▸ Records from a data source:
☆ ☆ ☆

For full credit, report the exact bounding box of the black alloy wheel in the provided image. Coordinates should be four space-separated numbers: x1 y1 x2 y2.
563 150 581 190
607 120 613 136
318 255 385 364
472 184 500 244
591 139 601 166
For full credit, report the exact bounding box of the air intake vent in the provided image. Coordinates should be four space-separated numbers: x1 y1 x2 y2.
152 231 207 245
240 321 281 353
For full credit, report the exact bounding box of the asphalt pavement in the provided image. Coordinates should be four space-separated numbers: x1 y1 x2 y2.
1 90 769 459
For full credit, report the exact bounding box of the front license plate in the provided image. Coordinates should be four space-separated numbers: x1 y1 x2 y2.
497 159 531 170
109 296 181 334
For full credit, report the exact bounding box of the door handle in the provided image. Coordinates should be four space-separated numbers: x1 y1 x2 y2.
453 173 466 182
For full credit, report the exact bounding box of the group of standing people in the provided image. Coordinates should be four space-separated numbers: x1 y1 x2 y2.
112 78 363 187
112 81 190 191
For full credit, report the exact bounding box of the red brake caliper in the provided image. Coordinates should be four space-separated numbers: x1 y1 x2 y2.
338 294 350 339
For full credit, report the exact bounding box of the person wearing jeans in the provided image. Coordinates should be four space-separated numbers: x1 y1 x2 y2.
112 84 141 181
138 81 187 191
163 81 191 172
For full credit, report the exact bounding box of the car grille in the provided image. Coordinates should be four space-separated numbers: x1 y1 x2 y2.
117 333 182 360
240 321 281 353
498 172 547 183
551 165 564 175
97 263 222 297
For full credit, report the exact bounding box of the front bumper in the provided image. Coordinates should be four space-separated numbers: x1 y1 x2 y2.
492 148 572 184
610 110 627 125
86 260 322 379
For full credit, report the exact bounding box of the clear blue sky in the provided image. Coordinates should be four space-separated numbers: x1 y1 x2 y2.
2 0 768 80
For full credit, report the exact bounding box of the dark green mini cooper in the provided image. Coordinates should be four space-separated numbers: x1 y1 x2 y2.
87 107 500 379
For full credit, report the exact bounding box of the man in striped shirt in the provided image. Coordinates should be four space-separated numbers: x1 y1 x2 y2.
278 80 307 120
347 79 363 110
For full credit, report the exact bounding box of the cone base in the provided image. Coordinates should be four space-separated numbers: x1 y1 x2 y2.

☆ ☆ ☆

▸ What is expected: Copy the records exactly.

▸ Solution:
For full credit, report the exact bounding box of the black alloy wheel in the provided image. Coordinates should be four space-separated numbers: x1 y1 x2 y2.
563 150 581 190
607 120 613 136
318 255 385 364
472 184 500 244
591 139 601 166
For full credit, report the exact bounding box of the air intake vent in the provided image. Coordinates should be four space-separated numbers: x1 y1 x2 y2.
152 231 207 245
240 321 281 353
For full credit, report the exact bounding box of the asphalt pavement in the provided image. Coordinates should be four space-separated numbers: x1 y1 x2 y2.
1 90 769 459
For full credit, report the exact bounding box of the front license plate in the provided image. Coordinates should be four space-separated numbers: x1 y1 x2 y2.
497 159 531 170
109 296 181 334
For full credit, report the exact bounding box of the door handle in the provided image. Coordinates should be four space-separated numbers: x1 y1 x2 y2.
453 173 466 182
For full credit, report the exact bounding box of the group of standing people in the provided image. Coordinates should be four space-separated numbers: x1 y1 x2 y2.
112 78 363 187
112 81 190 191
For full credit, report the exact bounding box of the red brake caliper in the provided image. Coordinates should be four space-separated numbers: x1 y1 x2 y2.
338 294 350 339
For full credit, report the exact bounding box of the person wearing jeans in the provided image. Coordinates should be four space-separated numbers: x1 y1 x2 y2.
112 84 141 181
138 81 187 191
163 81 191 172
For full credit, report the exact bounding box of the car grille in the provided image. Coordinates should be four space-separated numbers: x1 y1 x2 y2.
117 333 182 360
240 321 281 353
498 172 547 183
551 165 564 175
97 263 222 297
For full credit, report the exact bounding box of the front bumper in the provided image. Coordinates should be four space-separated numbers: x1 y1 x2 y2.
492 148 572 184
610 110 627 125
86 260 322 379
For full credit, report the exact bounding box of the clear blue sky in the provided image. Coordinates should be four space-separated numbers: x1 y1 x2 y2.
2 0 768 80
For full credit, report the exact bounding box of the dark green mini cooper in the provided image. Coordinates should be four space-separated numbers: x1 y1 x2 y2.
87 107 500 379
For full credit, report the exact bounding box of the man in striped shirt in the provided image. Coordinates should be four space-separated numbers: x1 y1 x2 y2.
278 80 307 120
347 79 363 110
For full credit, report the exact bounding box of the cone base in the provided image. Coordinates should be four space-separated numbers: x1 y1 x2 y2.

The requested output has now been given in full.